### Exercise materials

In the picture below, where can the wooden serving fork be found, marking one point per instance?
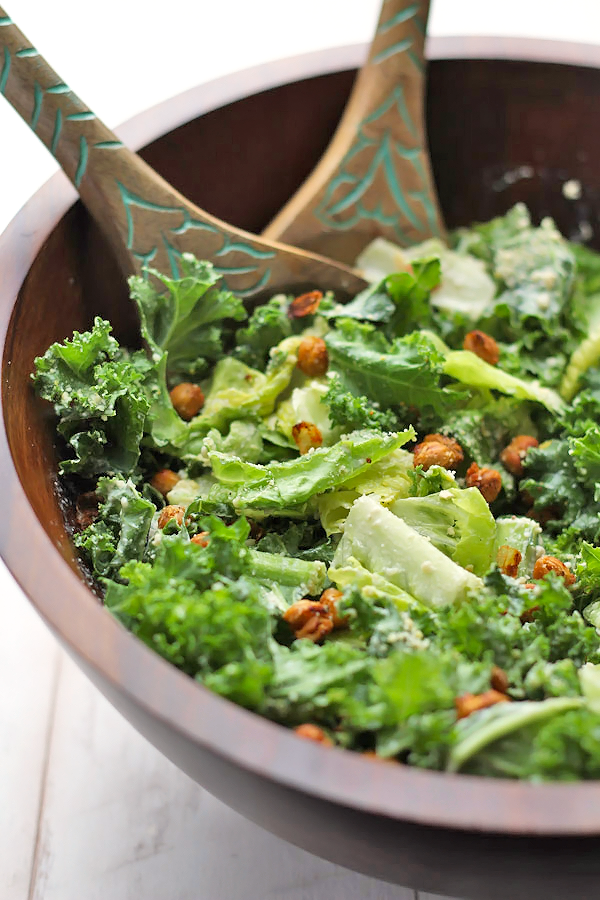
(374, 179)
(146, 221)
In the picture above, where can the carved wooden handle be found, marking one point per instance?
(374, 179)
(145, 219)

### Goal
Render every line of the entries above as a JSON array of strings, one string per line, omitting blank lines. Exclude the pictures from the output.

### Correct answer
[
  "In the picture below, where can the wooden serving fork be found, marking one point per instance?",
  "(374, 179)",
  "(146, 221)",
  "In the picture above, where can the carved wooden handle be found, marking one point per instance?",
  "(374, 179)",
  "(145, 219)"
]